* WHAT IS EXPECTED
Write down each entry again, exactly as it reads.

* Point-based annotation data
● ● ● ● ● ● ●

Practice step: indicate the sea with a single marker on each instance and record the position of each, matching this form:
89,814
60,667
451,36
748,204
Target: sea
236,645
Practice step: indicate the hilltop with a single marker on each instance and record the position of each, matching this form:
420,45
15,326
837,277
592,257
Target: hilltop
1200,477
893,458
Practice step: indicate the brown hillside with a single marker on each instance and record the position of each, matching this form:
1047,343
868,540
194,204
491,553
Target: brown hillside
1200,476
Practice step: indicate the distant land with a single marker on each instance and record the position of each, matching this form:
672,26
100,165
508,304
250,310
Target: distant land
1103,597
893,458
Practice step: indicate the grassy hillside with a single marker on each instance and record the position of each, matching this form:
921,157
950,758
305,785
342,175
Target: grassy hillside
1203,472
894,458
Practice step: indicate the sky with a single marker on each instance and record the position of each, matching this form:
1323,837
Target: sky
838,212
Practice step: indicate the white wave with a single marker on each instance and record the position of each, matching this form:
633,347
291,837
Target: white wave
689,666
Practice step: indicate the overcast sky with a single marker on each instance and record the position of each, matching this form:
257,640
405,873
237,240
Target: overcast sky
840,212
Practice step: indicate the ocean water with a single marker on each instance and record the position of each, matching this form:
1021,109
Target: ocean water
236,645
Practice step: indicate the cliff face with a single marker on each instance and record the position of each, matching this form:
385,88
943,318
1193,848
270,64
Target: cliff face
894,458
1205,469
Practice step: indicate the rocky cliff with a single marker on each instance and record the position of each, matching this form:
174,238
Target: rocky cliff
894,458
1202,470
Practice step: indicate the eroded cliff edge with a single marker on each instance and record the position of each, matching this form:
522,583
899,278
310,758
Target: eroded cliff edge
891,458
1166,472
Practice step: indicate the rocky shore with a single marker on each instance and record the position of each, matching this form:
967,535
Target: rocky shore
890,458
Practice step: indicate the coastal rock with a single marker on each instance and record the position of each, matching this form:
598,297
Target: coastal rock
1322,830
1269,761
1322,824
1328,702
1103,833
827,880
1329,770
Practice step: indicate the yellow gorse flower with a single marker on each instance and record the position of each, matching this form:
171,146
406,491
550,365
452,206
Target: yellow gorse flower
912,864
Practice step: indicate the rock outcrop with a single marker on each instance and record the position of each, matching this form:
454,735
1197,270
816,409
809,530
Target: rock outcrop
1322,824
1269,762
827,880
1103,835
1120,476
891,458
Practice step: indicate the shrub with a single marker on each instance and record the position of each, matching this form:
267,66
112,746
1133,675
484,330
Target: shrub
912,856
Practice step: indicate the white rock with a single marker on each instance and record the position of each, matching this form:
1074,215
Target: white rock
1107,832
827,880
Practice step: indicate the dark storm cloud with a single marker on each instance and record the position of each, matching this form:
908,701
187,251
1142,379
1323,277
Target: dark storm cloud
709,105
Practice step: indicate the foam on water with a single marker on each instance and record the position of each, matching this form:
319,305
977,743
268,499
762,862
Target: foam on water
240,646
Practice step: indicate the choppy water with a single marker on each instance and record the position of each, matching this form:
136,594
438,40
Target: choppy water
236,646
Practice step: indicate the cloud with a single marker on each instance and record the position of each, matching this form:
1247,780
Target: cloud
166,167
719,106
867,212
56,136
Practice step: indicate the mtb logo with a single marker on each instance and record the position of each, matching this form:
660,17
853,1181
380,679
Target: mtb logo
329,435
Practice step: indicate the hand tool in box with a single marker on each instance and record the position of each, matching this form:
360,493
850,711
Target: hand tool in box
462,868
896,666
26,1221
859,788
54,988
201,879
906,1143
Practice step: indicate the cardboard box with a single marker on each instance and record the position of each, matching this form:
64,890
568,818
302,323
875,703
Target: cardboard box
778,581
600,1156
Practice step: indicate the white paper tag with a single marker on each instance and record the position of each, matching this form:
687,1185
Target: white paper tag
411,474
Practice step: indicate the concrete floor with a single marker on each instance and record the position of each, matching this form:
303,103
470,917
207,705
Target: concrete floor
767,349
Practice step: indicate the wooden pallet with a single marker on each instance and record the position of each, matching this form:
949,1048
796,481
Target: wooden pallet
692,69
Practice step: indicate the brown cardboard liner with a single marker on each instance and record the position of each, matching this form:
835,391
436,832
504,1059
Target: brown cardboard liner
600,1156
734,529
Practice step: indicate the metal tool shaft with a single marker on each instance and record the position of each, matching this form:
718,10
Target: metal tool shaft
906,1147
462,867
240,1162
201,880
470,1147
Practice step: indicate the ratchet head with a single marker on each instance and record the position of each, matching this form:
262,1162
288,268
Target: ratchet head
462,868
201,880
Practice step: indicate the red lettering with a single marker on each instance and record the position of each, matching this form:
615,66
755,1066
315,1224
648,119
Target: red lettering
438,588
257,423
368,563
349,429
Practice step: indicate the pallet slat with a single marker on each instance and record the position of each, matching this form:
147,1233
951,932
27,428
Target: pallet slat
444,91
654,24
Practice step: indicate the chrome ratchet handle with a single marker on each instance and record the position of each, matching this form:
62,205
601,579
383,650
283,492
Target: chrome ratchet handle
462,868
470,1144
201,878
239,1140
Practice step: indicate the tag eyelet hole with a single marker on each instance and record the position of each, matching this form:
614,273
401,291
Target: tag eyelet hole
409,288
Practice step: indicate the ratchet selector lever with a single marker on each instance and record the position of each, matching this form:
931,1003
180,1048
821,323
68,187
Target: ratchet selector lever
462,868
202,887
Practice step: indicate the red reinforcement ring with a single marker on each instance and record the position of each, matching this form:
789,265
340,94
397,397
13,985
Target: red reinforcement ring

● ● ● ● ● ● ●

* SOLUTION TO THIS EXERCISE
Practice step: indicate the sea with a single marker on each instance and record the position of each, matching this form:
89,814
60,667
451,36
748,204
Target: sea
236,645
Practice step: indicate the hilltop with a single marker on each instance and record the position of each, matching this form:
420,45
15,326
837,277
592,257
Target: hilltop
1200,477
893,458
Practice step: indicate the brown hillside with a single marker on each instance and record the position of each, matching this form:
1047,343
868,540
194,204
491,553
Target: brown hillside
1200,476
Practice step: indicate the distant land with a single marker on each instance and record the position of each, matching this form:
672,26
100,165
508,304
250,310
Target: distant land
1103,597
893,458
Practice step: indicate the grassy hillside with a single marker on each instance and record the position of each, matching this form:
921,157
950,758
305,785
342,175
Target: grassy hillside
1203,472
894,458
Practice step: indicate the sky with a single marker on each instance and record the position of each, matching this form:
1323,837
Target: sky
838,212
Practice step: indicate the white wave with a single marker on each instance and record the position of each, matching this form:
633,347
291,837
Target: white wave
689,666
Practice step: indicate the overcast sky with a single marker on each instance and record the position of each, matching this form:
257,640
405,873
237,240
Target: overcast sky
840,212
Practice step: indicate the ocean water with a single marker on each instance and record the position of each, matching this form:
1021,109
Target: ocean water
236,645
Practice step: indicate the cliff face with a single marker on each instance and record the position of each, matching this form:
385,88
943,318
1193,848
270,64
Target: cliff face
894,458
1205,469
Practice step: indicate the rocky cliff with a single marker on each instance and record the position of each, matching this form:
174,238
Target: rocky cliff
894,458
1202,470
Practice step: indicate the eroded cliff edge with a single marker on each instance and record the position of each, matching this form:
522,583
899,278
310,758
Target: eroded cliff edge
891,458
1166,472
Practice step: indicate the rocky shore with a single marker on each instance and record the position of each, matching this form:
967,535
Target: rocky shore
890,458
Practice step: indicate the coastal rock with a single marker on each instance and record the position of each, matching this form:
598,297
Target: coastal rock
1322,830
1269,761
1322,824
1328,702
1103,833
827,880
1329,770
Practice step: indicate the yellow gorse flower with a single marker on each instance and record the position of each, matching this form:
171,146
406,491
550,365
452,206
Target: yellow gorse flower
912,864
Practice step: indicate the rock outcrop with a single marker on each instance and record the position of each, matching this form:
454,735
1197,270
816,409
809,530
Target: rock outcrop
1322,824
1269,762
827,880
1103,835
1120,476
891,458
Practice step: indicate the shrub with a single marker on each instance and record the position of each, matching this form:
267,66
112,746
1133,675
484,330
Target: shrub
912,856
Practice step: indicate the white rock with a single marker on each instance and record the position of each, matching this form:
1074,215
Target: white rock
1107,832
827,880
Practice step: indicate the dark storm cloud with a single marker on each instance and record the position of each, matching this form:
908,701
187,251
1142,379
1323,277
Target: dark storm cloud
709,105
Practice step: indicate the foam on water with a single marker on each instance and record the position of each, matching this form:
319,305
977,743
268,499
762,862
Target: foam on water
240,646
Practice step: indicate the choppy water with a single marker on each instance and record the position of each, matching this form:
136,594
438,40
Target: choppy water
236,646
Practice step: indicate the cloud with a single marker on each instance and record the position of each, matching this form:
1247,780
Target: cloud
166,167
719,106
867,212
56,136
Practice step: indicate the mtb logo with a single marker on each instance and record the position of each, matching this form:
660,17
853,1181
380,679
Target: mtb logo
329,435
Practice step: indicate the hand tool in box with a single marker on each instance and record the position of each, matching this form:
360,493
850,711
Target: hand tool in box
462,868
896,666
26,1221
859,788
54,988
201,879
906,1143
Practice step: indicate the cardboard box with a single marker on each instance and record the position of each, matching this form:
64,890
568,818
302,323
875,703
Target: cardboard box
778,581
600,1156
Practice step: indicate the white paper tag with a single marker on each instance and record the position of each, matching this form:
687,1185
Target: white paper tag
411,474
Practice step: indicate the concrete floor with a single marker on each instance and record the position of each, matching this form:
303,103
470,917
207,705
Target: concrete floor
767,349
Practice step: indicate the wooden pallet with a single marker on each instance and record the position of each, matching this form:
949,1048
796,481
Target: wooden pallet
692,69
Practice step: indicate the brown cardboard liner with a single marker on each instance and record the position of each, matching this form:
835,391
436,832
504,1059
Target: brown cardboard liner
600,1156
734,529
Practice step: indicate the metal tool shaft with a single marker on each instance and record the position of each, matching this form:
718,10
Target: metal tool shaft
906,1147
462,867
240,1162
201,880
470,1147
Practice step: indicate the ratchet head with a single marker on each instance and record the position of each, matching this form:
262,1162
288,268
Target: ratchet head
462,868
201,880
Practice step: indicate the red lettering with a single marker on each instance and record the position of each, matching this form:
615,66
755,1066
315,1224
648,119
Target: red lettering
438,588
257,423
368,563
349,429
Practice step: indicate the pallet slat with a single marker on each instance and record the position of each, matching this form:
147,1233
951,932
27,428
Target: pallet slat
444,91
654,24
Practice step: indicate the chrome ratchet handle with a single marker on each instance and record the position of each, matching this form:
62,205
601,579
383,650
283,492
Target: chrome ratchet handle
462,868
470,1144
201,878
239,1140
Practice step: indicate the tag eyelet hole with a single marker on each instance and record the position of each, matching this form:
614,273
401,291
Target: tag eyelet hole
409,288
Practice step: indicate the ratchet selector lever with a single marker on each instance and record the position of each, matching this form:
931,1003
180,1048
821,323
68,187
Target: ratchet selector lever
462,868
202,887
Practice step: indicate the red reinforcement ring with a single marker on each instance and record the position of each, matching this form:
789,265
340,94
397,397
13,985
Target: red reinforcement ring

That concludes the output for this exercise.